• Given request 1: Retype the passage on electrical equipment prices below, everything from "Closer to the" down to "growing LED categories.", without altering a single character.

• Source excerpt:

Prices on electrical equipment are beginning to rise, an effect we’ve all been watching for since early in the year. The combination of new tariffs on imported raw materials and, later, finished goods — some of which have been implemented, others only threatened — have joined with rising interest rates, increases in freight costs and several other factors to stir up a flurry of price increase announcements from manufacturers.

One question is how this will affect electrical distributors and the supply channel as a whole, another is whether the broader trend will lead to a slowdown in projects. Today it’s still too soon to tell, but there are indications that rising prices are beginning to affect project timetables and budgets.

Price increases in the data. Electrical Marketing’s proprietary Electrical Price Index, a monthly measure of pricing changes across 28 electrical product categories, has begun to show signs of movement this year for the first time in a long time. After roughly seven years of essentially flat year-on-year pricing — to the point that our editors would get excited about a 0.4% increase from month to month — the total index in June and July posted 3% year-on-year increases (see chart).

 Three percent looks like a small number but it’s significant because of how price changes flow through the supply chain from raw materials to installed equipment. The EPI reflects not the final purchase prices paid, but prices received by domestic producers (non-seasonally-adjusted producer prices). That reduces the import tariff impact, or spreads it over time.

Upstream price increases on raw materials take nine months to a year to show up in eroding margins for finished goods manufacturers, John Mothersole, director of research, pricing and purchasing for IHS Markit, told Electrical Wholesaling.

“The important question is what happens now. Here, copper can provide a guide,” Mothersole said. “Its plunge in the past 3-4 months means that the pressure now being felt in supply chains should begin to abate – again after a lag. Does this mean that we are out of the woods in terms of accelerating goods prices inflation? If the current sideways trend in commodity prices holds, I think it does. I tend to think copper is oversold at the moment. If this is a correct assessment, in the months immediately ahead prices are likely to bounce back a bit and then remain comparatively stable based on our read of fundamentals. On the other hand, if ‘Dr. Copper’ continues to sag, we need to begin asking the question about whether something more serious is happening to global manufacturing activity.”

Closer to the street, some manufacturers in the electrical industry have been announcing price increases to cover their rising costs and improve their own profitability. It’s not all related to materials costs and tariffs. Several lighting manufacturers have raised prices on legacy technologies over the past six months while holding down their prices in the intensely competitive and rapidly growing LED categories.

Steel-intensive products including steel conduit, strut and raceway have seen significant monthly increases from some manufacturers. Atkore International’s Unistrut, for just one example, announced increases of 10% on channel and 5% on fittings in May, 9% on channel and 5% on fittings in June, and another 12% on channel in July.

Rows from a pointing dataset:
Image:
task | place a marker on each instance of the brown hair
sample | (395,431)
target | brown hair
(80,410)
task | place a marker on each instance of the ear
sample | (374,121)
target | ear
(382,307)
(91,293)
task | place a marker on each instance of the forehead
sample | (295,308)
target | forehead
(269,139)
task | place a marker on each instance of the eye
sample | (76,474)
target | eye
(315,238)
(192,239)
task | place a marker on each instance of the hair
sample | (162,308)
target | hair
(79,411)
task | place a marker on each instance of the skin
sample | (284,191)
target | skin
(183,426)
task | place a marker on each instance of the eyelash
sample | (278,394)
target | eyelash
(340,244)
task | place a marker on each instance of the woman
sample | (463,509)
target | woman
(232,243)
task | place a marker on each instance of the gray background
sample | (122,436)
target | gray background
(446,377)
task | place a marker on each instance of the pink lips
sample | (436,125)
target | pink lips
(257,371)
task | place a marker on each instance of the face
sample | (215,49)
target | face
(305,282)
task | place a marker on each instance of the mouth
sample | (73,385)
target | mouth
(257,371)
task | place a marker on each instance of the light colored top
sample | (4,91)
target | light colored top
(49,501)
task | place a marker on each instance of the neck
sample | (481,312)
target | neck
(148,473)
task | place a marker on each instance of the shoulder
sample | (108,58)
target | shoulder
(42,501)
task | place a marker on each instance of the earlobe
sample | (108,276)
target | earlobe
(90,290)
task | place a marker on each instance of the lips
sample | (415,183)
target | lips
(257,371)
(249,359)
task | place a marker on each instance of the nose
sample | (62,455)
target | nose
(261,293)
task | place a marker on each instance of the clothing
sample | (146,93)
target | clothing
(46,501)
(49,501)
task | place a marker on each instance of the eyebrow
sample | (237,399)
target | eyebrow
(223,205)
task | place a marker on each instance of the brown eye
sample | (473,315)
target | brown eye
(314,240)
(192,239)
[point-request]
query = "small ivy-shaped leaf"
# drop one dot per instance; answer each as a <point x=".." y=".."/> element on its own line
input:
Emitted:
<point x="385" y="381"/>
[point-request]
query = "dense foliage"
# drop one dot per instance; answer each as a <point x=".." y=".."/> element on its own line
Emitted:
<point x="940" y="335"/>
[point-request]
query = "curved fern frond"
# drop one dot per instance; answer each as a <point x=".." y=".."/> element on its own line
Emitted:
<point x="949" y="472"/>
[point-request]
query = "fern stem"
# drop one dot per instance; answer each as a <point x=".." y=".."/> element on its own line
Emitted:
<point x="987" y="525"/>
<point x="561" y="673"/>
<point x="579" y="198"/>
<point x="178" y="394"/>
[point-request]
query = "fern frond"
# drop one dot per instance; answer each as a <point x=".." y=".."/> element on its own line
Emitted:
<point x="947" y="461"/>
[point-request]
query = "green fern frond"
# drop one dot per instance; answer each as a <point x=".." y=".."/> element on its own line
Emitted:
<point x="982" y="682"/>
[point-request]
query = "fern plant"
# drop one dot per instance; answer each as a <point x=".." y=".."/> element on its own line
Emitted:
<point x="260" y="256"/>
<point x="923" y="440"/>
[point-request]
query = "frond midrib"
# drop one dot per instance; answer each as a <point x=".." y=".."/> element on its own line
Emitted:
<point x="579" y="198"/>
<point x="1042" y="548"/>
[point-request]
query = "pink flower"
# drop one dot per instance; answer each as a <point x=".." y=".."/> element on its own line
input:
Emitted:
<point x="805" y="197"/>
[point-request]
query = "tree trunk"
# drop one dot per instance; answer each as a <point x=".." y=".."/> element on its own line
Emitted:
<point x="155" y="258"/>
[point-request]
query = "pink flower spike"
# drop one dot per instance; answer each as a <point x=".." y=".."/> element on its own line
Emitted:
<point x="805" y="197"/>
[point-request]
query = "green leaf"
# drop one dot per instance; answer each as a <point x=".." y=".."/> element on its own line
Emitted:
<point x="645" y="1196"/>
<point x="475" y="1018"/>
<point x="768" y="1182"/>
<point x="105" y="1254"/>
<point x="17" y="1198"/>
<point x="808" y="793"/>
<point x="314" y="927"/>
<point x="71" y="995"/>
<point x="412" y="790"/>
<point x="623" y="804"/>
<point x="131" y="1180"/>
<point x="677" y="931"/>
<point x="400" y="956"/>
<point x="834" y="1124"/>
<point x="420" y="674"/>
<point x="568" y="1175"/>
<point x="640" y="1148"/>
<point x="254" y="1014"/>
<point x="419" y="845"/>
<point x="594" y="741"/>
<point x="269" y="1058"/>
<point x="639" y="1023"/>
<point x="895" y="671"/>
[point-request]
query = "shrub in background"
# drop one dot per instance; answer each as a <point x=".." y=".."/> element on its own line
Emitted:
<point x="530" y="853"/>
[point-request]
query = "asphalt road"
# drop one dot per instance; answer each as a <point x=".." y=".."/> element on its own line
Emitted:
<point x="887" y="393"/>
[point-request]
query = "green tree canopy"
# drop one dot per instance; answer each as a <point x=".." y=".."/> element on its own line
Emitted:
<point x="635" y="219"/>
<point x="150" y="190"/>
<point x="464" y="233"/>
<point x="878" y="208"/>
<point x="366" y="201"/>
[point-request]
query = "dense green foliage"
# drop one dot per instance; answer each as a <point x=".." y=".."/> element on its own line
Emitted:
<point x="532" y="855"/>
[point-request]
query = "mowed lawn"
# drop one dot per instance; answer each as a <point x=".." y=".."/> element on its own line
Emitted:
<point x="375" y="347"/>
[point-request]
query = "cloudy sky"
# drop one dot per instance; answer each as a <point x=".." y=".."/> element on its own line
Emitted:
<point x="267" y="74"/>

• Given request 2: How many lines of the records above contain the string "leaf"? Reply with the number alone.

• Complete output 1:
Closer to the street, some manufacturers in the electrical industry have been announcing price increases to cover their rising costs and improve their own profitability. It’s not all related to materials costs and tariffs. Several lighting manufacturers have raised prices on legacy technologies over the past six months while holding down their prices in the intensely competitive and rapidly growing LED categories.

• Complete output 2: 2